> _Available records_:
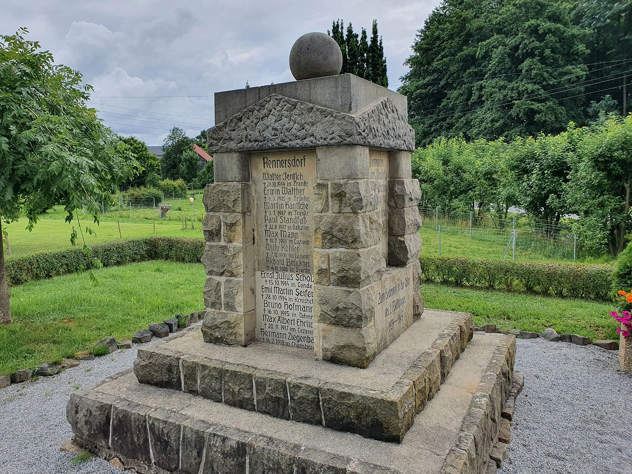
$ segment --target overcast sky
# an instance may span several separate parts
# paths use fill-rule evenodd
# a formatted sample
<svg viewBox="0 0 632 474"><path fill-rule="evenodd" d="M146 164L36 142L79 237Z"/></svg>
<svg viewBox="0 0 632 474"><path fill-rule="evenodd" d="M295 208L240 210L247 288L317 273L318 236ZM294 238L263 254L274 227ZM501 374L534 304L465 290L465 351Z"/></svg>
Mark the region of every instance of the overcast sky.
<svg viewBox="0 0 632 474"><path fill-rule="evenodd" d="M162 145L174 126L212 126L213 94L294 80L294 41L332 21L368 30L377 20L389 88L399 85L416 32L439 0L202 1L4 0L0 33L20 27L94 87L106 125ZM201 96L201 97L166 97Z"/></svg>

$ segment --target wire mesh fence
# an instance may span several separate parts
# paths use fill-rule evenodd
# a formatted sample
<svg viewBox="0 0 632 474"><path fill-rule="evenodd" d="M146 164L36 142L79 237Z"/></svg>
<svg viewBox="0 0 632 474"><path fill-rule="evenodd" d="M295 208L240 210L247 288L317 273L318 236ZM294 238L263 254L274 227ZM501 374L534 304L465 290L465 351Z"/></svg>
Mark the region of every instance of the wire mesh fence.
<svg viewBox="0 0 632 474"><path fill-rule="evenodd" d="M436 233L437 238L432 239L432 245L437 245L439 255L442 236L444 254L447 239L451 243L459 241L458 245L465 248L468 240L473 241L473 248L477 246L474 243L477 243L478 248L483 244L486 253L497 254L499 258L515 259L517 252L519 256L530 253L549 258L576 260L580 250L580 243L572 227L564 224L528 219L521 214L503 218L477 210L461 212L438 207L420 207L419 212L422 235Z"/></svg>

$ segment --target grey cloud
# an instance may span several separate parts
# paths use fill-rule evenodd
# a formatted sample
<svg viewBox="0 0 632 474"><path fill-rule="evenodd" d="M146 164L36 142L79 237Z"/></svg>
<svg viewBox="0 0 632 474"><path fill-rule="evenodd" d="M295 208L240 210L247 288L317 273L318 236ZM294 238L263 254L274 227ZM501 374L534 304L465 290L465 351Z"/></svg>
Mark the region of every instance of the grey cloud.
<svg viewBox="0 0 632 474"><path fill-rule="evenodd" d="M32 39L94 86L93 106L106 125L159 145L174 125L191 135L212 126L217 91L246 80L252 86L293 80L288 57L295 40L325 32L339 18L358 31L377 19L396 88L416 30L438 3L5 0L0 32L27 27ZM148 97L170 95L209 97Z"/></svg>

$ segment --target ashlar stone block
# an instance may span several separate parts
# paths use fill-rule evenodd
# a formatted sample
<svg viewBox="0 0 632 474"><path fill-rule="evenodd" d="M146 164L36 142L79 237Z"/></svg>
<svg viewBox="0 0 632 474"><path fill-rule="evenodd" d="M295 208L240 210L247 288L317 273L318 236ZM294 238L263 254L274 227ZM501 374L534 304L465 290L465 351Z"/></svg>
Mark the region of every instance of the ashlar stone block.
<svg viewBox="0 0 632 474"><path fill-rule="evenodd" d="M376 209L379 204L375 181L332 181L329 188L332 212L363 212Z"/></svg>
<svg viewBox="0 0 632 474"><path fill-rule="evenodd" d="M314 227L316 248L363 248L374 245L367 212L315 214Z"/></svg>
<svg viewBox="0 0 632 474"><path fill-rule="evenodd" d="M314 325L318 326L315 331L319 332L319 358L322 360L364 368L377 353L377 337L372 324L362 328L322 324Z"/></svg>
<svg viewBox="0 0 632 474"><path fill-rule="evenodd" d="M250 181L250 154L214 153L213 174L216 183Z"/></svg>
<svg viewBox="0 0 632 474"><path fill-rule="evenodd" d="M207 277L202 291L205 308L222 309L222 279L214 276Z"/></svg>
<svg viewBox="0 0 632 474"><path fill-rule="evenodd" d="M422 238L417 232L389 237L389 265L405 267L419 258Z"/></svg>
<svg viewBox="0 0 632 474"><path fill-rule="evenodd" d="M422 191L418 179L389 179L389 207L410 207L419 204Z"/></svg>
<svg viewBox="0 0 632 474"><path fill-rule="evenodd" d="M389 178L410 179L412 175L410 152L389 152Z"/></svg>
<svg viewBox="0 0 632 474"><path fill-rule="evenodd" d="M313 190L313 209L315 212L329 210L329 183L317 183Z"/></svg>
<svg viewBox="0 0 632 474"><path fill-rule="evenodd" d="M207 242L219 242L222 240L222 219L219 214L207 212L202 221L202 229Z"/></svg>
<svg viewBox="0 0 632 474"><path fill-rule="evenodd" d="M207 243L201 260L207 275L243 277L254 274L252 243Z"/></svg>
<svg viewBox="0 0 632 474"><path fill-rule="evenodd" d="M369 177L368 147L319 147L316 159L319 179L365 179Z"/></svg>
<svg viewBox="0 0 632 474"><path fill-rule="evenodd" d="M392 207L389 210L389 235L404 236L417 232L422 226L422 218L416 206Z"/></svg>
<svg viewBox="0 0 632 474"><path fill-rule="evenodd" d="M377 246L330 252L329 265L331 284L355 288L380 279L386 270L386 260Z"/></svg>
<svg viewBox="0 0 632 474"><path fill-rule="evenodd" d="M222 214L222 236L224 242L252 242L253 227L252 216L250 214L235 212Z"/></svg>
<svg viewBox="0 0 632 474"><path fill-rule="evenodd" d="M202 202L207 212L250 212L252 208L250 185L239 183L207 185Z"/></svg>
<svg viewBox="0 0 632 474"><path fill-rule="evenodd" d="M246 346L255 340L255 312L231 313L209 309L202 325L204 341Z"/></svg>
<svg viewBox="0 0 632 474"><path fill-rule="evenodd" d="M314 322L346 327L364 327L375 315L372 287L361 289L314 286Z"/></svg>

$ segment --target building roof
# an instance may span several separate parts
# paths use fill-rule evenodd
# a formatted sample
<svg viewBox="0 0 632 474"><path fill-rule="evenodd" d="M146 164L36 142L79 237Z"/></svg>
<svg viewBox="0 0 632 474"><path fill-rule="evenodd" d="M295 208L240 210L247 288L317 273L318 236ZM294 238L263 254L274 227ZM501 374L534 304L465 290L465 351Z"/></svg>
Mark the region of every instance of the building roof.
<svg viewBox="0 0 632 474"><path fill-rule="evenodd" d="M195 143L193 143L193 150L202 158L204 158L207 161L212 161L213 157L209 155L208 153L202 150L200 147L198 147Z"/></svg>
<svg viewBox="0 0 632 474"><path fill-rule="evenodd" d="M147 147L147 149L149 150L150 153L152 153L159 158L160 158L162 155L164 154L164 152L162 151L162 147Z"/></svg>

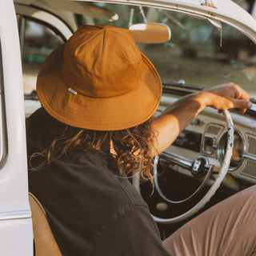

> _The exercise_: Rewrite the listing above with every occurrence of "Mark the region" changed to "Outline the area" and everything else kept as it is. Omit the pictures from your version.

> _Exercise result_:
$ segment --target overcast sky
# an instance may span several separate parts
# paths use fill-rule evenodd
# a formatted sample
<svg viewBox="0 0 632 474"><path fill-rule="evenodd" d="M146 164L36 142L79 237Z"/></svg>
<svg viewBox="0 0 632 474"><path fill-rule="evenodd" d="M295 208L240 210L247 288L317 273L318 236ZM294 238L263 254L274 227ZM501 374L534 304L465 290L465 351Z"/></svg>
Outline the area of every instance of the overcast sky.
<svg viewBox="0 0 632 474"><path fill-rule="evenodd" d="M162 145L174 126L212 126L213 94L294 80L294 41L332 21L368 30L377 20L389 88L399 85L416 32L439 0L202 1L4 0L0 33L20 27L94 87L106 125ZM201 96L201 97L166 97Z"/></svg>

$ segment --target wire mesh fence
# an instance may span several separate parts
# paths use fill-rule evenodd
# a formatted sample
<svg viewBox="0 0 632 474"><path fill-rule="evenodd" d="M146 164L36 142L79 237Z"/></svg>
<svg viewBox="0 0 632 474"><path fill-rule="evenodd" d="M295 208L240 210L247 288L317 273L318 236ZM294 238L263 254L274 227ZM501 374L534 304L465 290L465 351Z"/></svg>
Outline the area of every instance of the wire mesh fence.
<svg viewBox="0 0 632 474"><path fill-rule="evenodd" d="M436 233L437 238L432 239L432 245L437 245L439 255L442 236L444 254L447 239L451 243L459 241L458 245L465 248L468 240L473 241L473 248L477 246L474 243L477 243L478 248L483 244L486 253L497 254L499 258L515 259L517 252L519 256L530 253L549 258L576 260L580 250L580 243L572 227L564 224L528 219L521 214L503 218L477 210L461 212L438 207L420 207L419 212L422 235Z"/></svg>

$ segment --target grey cloud
# an instance may span several separate parts
# paths use fill-rule evenodd
# a formatted sample
<svg viewBox="0 0 632 474"><path fill-rule="evenodd" d="M146 164L36 142L79 237Z"/></svg>
<svg viewBox="0 0 632 474"><path fill-rule="evenodd" d="M295 208L240 210L247 288L317 273L318 236ZM294 238L263 254L274 227ZM501 374L534 304L465 290L465 351Z"/></svg>
Outline the area of every instance of the grey cloud.
<svg viewBox="0 0 632 474"><path fill-rule="evenodd" d="M32 39L94 86L93 106L106 125L159 145L174 125L191 135L212 126L217 91L246 80L252 86L293 80L288 57L295 40L325 32L339 18L358 31L377 19L396 88L416 30L438 3L5 0L0 32L27 27ZM148 97L170 95L209 97Z"/></svg>

$ segment --target ashlar stone block
# an instance may span several separate parts
# paths use fill-rule evenodd
# a formatted sample
<svg viewBox="0 0 632 474"><path fill-rule="evenodd" d="M146 164L36 142L79 237Z"/></svg>
<svg viewBox="0 0 632 474"><path fill-rule="evenodd" d="M295 208L240 210L247 288L317 273L318 236ZM294 238L263 254L274 227ZM501 374L534 304L465 290L465 351Z"/></svg>
Outline the area of every instance of the ashlar stone block.
<svg viewBox="0 0 632 474"><path fill-rule="evenodd" d="M376 209L379 204L375 181L332 181L329 188L332 212L363 212Z"/></svg>
<svg viewBox="0 0 632 474"><path fill-rule="evenodd" d="M314 227L316 248L363 248L374 245L367 212L315 214Z"/></svg>
<svg viewBox="0 0 632 474"><path fill-rule="evenodd" d="M314 325L318 326L315 331L319 332L319 358L322 360L364 368L377 353L377 337L372 324L362 328L322 324Z"/></svg>
<svg viewBox="0 0 632 474"><path fill-rule="evenodd" d="M250 181L250 154L214 153L213 174L216 183Z"/></svg>
<svg viewBox="0 0 632 474"><path fill-rule="evenodd" d="M207 277L202 291L205 308L222 309L222 279L214 276Z"/></svg>
<svg viewBox="0 0 632 474"><path fill-rule="evenodd" d="M422 238L417 232L389 237L389 265L405 267L419 258Z"/></svg>
<svg viewBox="0 0 632 474"><path fill-rule="evenodd" d="M422 191L418 179L389 179L389 207L410 207L419 204Z"/></svg>
<svg viewBox="0 0 632 474"><path fill-rule="evenodd" d="M389 178L410 179L412 175L410 152L389 152Z"/></svg>
<svg viewBox="0 0 632 474"><path fill-rule="evenodd" d="M313 190L313 209L315 212L329 210L329 183L317 183Z"/></svg>
<svg viewBox="0 0 632 474"><path fill-rule="evenodd" d="M207 242L219 242L222 240L222 219L219 214L207 212L202 221L202 229Z"/></svg>
<svg viewBox="0 0 632 474"><path fill-rule="evenodd" d="M207 243L201 260L207 275L243 277L254 274L252 243Z"/></svg>
<svg viewBox="0 0 632 474"><path fill-rule="evenodd" d="M369 177L368 147L319 147L316 159L319 179L365 179Z"/></svg>
<svg viewBox="0 0 632 474"><path fill-rule="evenodd" d="M392 207L389 210L389 235L404 236L417 232L422 226L422 218L416 206Z"/></svg>
<svg viewBox="0 0 632 474"><path fill-rule="evenodd" d="M377 246L330 252L329 265L331 284L355 288L380 279L386 270L386 260Z"/></svg>
<svg viewBox="0 0 632 474"><path fill-rule="evenodd" d="M222 214L222 236L224 242L252 242L253 227L252 216L250 214L235 212Z"/></svg>
<svg viewBox="0 0 632 474"><path fill-rule="evenodd" d="M202 202L207 212L250 212L252 208L250 185L239 183L207 185Z"/></svg>
<svg viewBox="0 0 632 474"><path fill-rule="evenodd" d="M246 346L255 340L255 312L231 313L209 309L202 325L204 341Z"/></svg>
<svg viewBox="0 0 632 474"><path fill-rule="evenodd" d="M314 322L346 327L364 327L375 315L372 287L361 289L314 286Z"/></svg>

$ segment --target building roof
# an instance may span several separate parts
# paths use fill-rule evenodd
# a formatted sample
<svg viewBox="0 0 632 474"><path fill-rule="evenodd" d="M146 164L36 142L79 237Z"/></svg>
<svg viewBox="0 0 632 474"><path fill-rule="evenodd" d="M295 208L240 210L247 288L317 273L318 236ZM294 238L263 254L274 227ZM501 374L534 304L465 290L465 351Z"/></svg>
Outline the area of every instance of the building roof.
<svg viewBox="0 0 632 474"><path fill-rule="evenodd" d="M195 143L193 143L193 150L202 158L204 158L207 161L212 161L213 157L209 155L208 153L202 150L200 147L198 147Z"/></svg>
<svg viewBox="0 0 632 474"><path fill-rule="evenodd" d="M147 147L147 149L149 150L150 153L152 153L159 158L160 158L162 155L164 154L164 152L162 151L162 147Z"/></svg>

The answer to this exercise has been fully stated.